Mad with grief
On thursday, Karnataka should have been mourning the death of one of its most popular and revered figures. Instead, it completely lost its mind.
On thursday, Karnataka should have been mourning the death of one of its most popular and revered figures. Instead, it completely lost its mind. Not only did fans of the 76-year-old star Rajkumar forcibly shut shops in Bangalore, but they also went on a rampage, burning tyres, raising angry slogans, smashing objects in one massive mass frenzy. Considering there was nothing unusual about the death of a 76-year-old person of cardiac arrest, the spontaneous mob violence was inexplicable.

■ Source information
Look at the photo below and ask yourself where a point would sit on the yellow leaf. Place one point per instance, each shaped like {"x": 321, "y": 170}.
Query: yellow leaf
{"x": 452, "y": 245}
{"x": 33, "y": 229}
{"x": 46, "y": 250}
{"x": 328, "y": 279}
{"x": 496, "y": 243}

■ Exercises to complete
[1] How would the sentence "Considering there was nothing unusual about the death of a 76-year-old person of cardiac arrest, the spontaneous mob violence was inexplicable." from the piece on Rajkumar's death read in French?
[2] Can you carry on the piece about the violence in Karnataka after Rajkumar's death, starting right after its final sentence?

■ Answers by item number
[1] Étant donné que la mort d'une personne de 76 ans d'un arrêt cardiaque n'avait rien d'inhabituel, la violence spontanée de la foule était inexplicable.

[2]
If one sees society as a collective of individuals acting and reacting within similar or the same parameters, grief can seek out a violent therapeutic outlet. Within the confines of ‘sanity’ — itself a relative definition — externalised outpourings that go beyond the variations of ‘breastbeating’ can provide relief. In the case of masses, as in the case of bereaved individuals too, when this proactive display of sorrow crosses the line of the law, one is left stumped. Not only was a large majority of the ‘protesting’ fans otherwise law-abiding people, but one would think them as ‘sane’ individuals too. One man’s sanity may be another man’s stark raving madness — whether it be protesting party workers before their leader or fans of a cricketer literally howling about injustice meted out to him — but there is nothing relative about the law. That, of course, still doesn’t explain why thousands of Rajkumar fans went marauding about town. And to hear some of them blaming the government and Karnataka’s ‘heartless politicians’ for the star’s death was surreal, to say the least.
In Elias Canetti’s classic Crowds and Power, the European writer investigated the strange transitions that take place when individuals in various mental states gather into a force that comes with numbers. Bangalore witnessed such a temporary suspension of sanity. The question is whether a death of an icon — or any other tragic incident — is all that it takes for a state to lose its bearings.